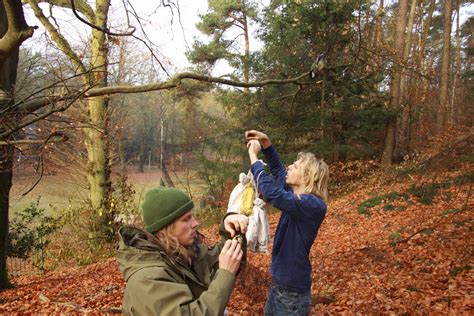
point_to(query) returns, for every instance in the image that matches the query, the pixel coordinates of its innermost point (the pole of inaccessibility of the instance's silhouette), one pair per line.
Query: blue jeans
(284, 302)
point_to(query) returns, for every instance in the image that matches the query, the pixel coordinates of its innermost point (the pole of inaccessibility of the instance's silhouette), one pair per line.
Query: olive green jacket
(160, 285)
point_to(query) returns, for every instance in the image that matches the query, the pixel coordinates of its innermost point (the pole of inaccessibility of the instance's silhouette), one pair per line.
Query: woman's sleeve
(162, 295)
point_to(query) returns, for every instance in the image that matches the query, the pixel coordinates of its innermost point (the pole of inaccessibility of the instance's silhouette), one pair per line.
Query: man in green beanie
(167, 271)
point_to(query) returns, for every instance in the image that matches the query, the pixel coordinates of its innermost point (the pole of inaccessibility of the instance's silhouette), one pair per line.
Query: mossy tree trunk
(13, 32)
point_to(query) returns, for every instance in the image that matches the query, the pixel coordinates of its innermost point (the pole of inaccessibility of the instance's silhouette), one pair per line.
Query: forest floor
(396, 242)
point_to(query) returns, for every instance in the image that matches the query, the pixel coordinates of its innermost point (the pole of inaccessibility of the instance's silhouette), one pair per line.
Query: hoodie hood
(137, 251)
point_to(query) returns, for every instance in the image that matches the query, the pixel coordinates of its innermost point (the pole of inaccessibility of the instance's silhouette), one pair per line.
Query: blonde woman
(167, 271)
(300, 193)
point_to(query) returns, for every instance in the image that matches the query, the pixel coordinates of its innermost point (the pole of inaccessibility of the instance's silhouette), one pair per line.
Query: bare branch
(56, 36)
(105, 30)
(18, 31)
(50, 139)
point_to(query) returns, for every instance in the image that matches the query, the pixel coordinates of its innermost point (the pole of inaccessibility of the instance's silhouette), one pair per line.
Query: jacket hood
(137, 250)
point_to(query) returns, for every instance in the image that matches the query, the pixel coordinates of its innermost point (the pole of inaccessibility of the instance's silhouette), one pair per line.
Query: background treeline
(395, 78)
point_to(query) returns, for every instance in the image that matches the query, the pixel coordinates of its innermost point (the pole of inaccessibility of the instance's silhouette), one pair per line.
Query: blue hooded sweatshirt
(300, 219)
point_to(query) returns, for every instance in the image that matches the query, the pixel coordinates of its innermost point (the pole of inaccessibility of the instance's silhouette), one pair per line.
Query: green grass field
(62, 190)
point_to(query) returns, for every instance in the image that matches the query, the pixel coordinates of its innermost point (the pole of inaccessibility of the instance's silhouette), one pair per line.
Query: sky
(164, 29)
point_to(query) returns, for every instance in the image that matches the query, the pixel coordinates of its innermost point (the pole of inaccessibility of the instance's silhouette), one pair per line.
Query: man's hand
(230, 256)
(236, 223)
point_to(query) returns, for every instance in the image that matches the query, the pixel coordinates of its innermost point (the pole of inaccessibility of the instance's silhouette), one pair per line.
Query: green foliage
(29, 234)
(364, 207)
(342, 114)
(222, 20)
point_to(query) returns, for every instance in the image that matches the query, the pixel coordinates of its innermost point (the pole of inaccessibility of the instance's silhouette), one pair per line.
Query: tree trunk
(98, 171)
(404, 133)
(8, 71)
(390, 131)
(444, 82)
(457, 72)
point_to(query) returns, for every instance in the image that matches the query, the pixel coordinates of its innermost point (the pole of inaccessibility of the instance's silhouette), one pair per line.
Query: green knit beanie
(162, 206)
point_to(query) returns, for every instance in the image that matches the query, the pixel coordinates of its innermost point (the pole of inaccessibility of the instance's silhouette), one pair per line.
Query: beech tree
(14, 31)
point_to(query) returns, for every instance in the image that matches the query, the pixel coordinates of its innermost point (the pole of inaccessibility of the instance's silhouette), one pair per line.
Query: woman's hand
(236, 223)
(230, 257)
(254, 148)
(257, 135)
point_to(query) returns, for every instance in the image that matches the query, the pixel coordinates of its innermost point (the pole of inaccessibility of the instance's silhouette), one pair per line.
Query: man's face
(185, 229)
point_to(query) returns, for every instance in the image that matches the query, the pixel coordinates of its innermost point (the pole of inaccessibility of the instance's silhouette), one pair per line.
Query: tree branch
(62, 43)
(18, 31)
(105, 30)
(81, 6)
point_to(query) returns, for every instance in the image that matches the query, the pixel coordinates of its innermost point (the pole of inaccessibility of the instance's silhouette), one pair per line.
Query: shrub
(29, 234)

_ _ _

--- The exercise ---
Can the entries above be repeated exactly, without their pictures?

--- Finished exercise ---
point_to(query) returns, for every instance in the image that matches the query, the pixel coordinates of its innermost point (the pole of inaccessibility of the instance's silhouette), one pair per line.
Query: blue jeans
(284, 302)
point_to(query) returns, for every instance in the image that matches the query, the pixel coordinates of its innermost point (the pole of inaccessibility of the instance's silhouette), one pair per line.
Query: olive green jacket
(160, 285)
point_to(query) returns, for every instance in the image that matches the query, the pixel coordinates of its innermost point (the pole of inaccessibility of the instance's silhouette), one pair per line.
Query: woman's sleeve
(162, 295)
point_to(query) returns, for every instance in the image that matches the query, the pixel coordinates of its innermost point (the pole of inaccessibility of the instance's silhouette), one pair per line.
Query: man in green beanie
(167, 271)
point_to(query) returns, for every instance in the image that matches the query, the pixel coordinates of its innermost point (the pole of inaccessibility of the instance's silhouette), one pair per line.
Query: mossy tree trunk
(13, 32)
point_to(query) returns, for every instance in the image that matches the query, the pixel coordinates of its innermost point (the pole of inaccessibility of the instance's silhouette), one pair per line.
Query: forest floor
(396, 242)
point_to(query) returns, for every instance in the image that matches the query, the pixel coordinates of its innermost point (the pole of inaccessibility of the instance's silhouette), one pair per line.
Query: hoodie hood
(137, 251)
point_to(query) returns, for every instance in the image that matches the query, the pixel coordinates of its innermost point (the pole of inaccessibility of the instance's silhouette), one pair per line.
Query: blonde woman
(167, 271)
(300, 193)
point_to(query) returns, for every instance in the image that matches the query, the pixel coordinates of its innermost point (the pole of inaccessibility of the instance's silhouette), one pair per line.
Query: bare branch
(56, 36)
(105, 30)
(18, 31)
(50, 139)
point_to(query) returns, for every instance in the image that matches the query, the pixel coordinates of its innermost point (the pole of inaccessibility of the instance's silhouette), one pair per line.
Query: jacket hood
(137, 250)
point_to(query) returns, for every instance in the image that matches the query, the pixel coordinates of its innermost point (the pole of inaccessibility of the instance's silhouette), one pair per line.
Query: background treeline
(395, 78)
point_to(query) returns, for every instance in the image that matches the query, the pixel coordinates of its innermost point (the pole of inaccessibility of the instance's silhouette), one pair per line.
Query: blue hooded sweatshirt
(300, 219)
point_to(query) returns, for every instance in the image that matches the query, the pixel coordinates of its innermost point (the pole of inaccessibility of the instance's silhouette), one pair per line.
Query: green grass field
(62, 190)
point_to(query) returns, for every instance in the image that matches the query, the pixel coordinates of its innermost point (the pole of inaccessibility of the instance's silhouette), one pair per line.
Query: sky
(164, 29)
point_to(query) returns, for every instance in the image that matches the query, the pixel coordinates of its innermost point (the pole of inaccessibility of the instance's silhouette), one pair per line.
Query: man's hand
(230, 256)
(236, 223)
point_to(query) returns, for every instance in the image that matches the query, the pixel coordinates of its innermost point (the pole of inaccessibility of the instance's silhouette), one pair per line.
Query: green foliage
(29, 234)
(364, 207)
(342, 114)
(222, 20)
point_to(query) returns, for every instance in the image that matches the query, the pixel coordinates of its innermost point (the pole of inaccessibility of the instance's silhouette), one pair per line.
Query: tree trunk
(98, 171)
(404, 133)
(8, 71)
(390, 131)
(444, 82)
(457, 72)
point_to(query) returns, for every instance in the image that matches the query, the pixel coordinates of its innermost point (the pole of inaccessibility of the instance's silhouette), one pair per line.
Query: green knit beanie
(162, 206)
point_to(query) returns, for every instance in the image that matches the query, the pixel coordinates of its innermost point (the pole of inaccessibility of the instance's silhouette), one pair per line.
Query: beech tree
(14, 31)
point_to(query) returns, for every instance in the image that matches the query, the pixel coordinates of its innermost point (the pole of inaccessibility of the instance's silhouette), one pair per line.
Query: woman's hand
(236, 223)
(230, 257)
(254, 148)
(257, 135)
point_to(query) returns, for every instance in the image that matches the query, the pixel coordinates of its innermost point (the pole of inaccessibility of the instance's silhouette), one pair per line.
Query: man's face
(185, 229)
point_to(query) returns, for every instance in the image that matches the query, the pixel coordinates of its innermost point (the pole of inaccessibility of the instance's silhouette), one pair per line.
Query: tree branch
(62, 43)
(18, 31)
(105, 30)
(81, 6)
point_to(query) returns, for every instance in the image that matches the query, the pixel coordinates of its innermost point (the pole of inaccessibility of the instance's silhouette), one pair per line.
Query: shrub
(29, 234)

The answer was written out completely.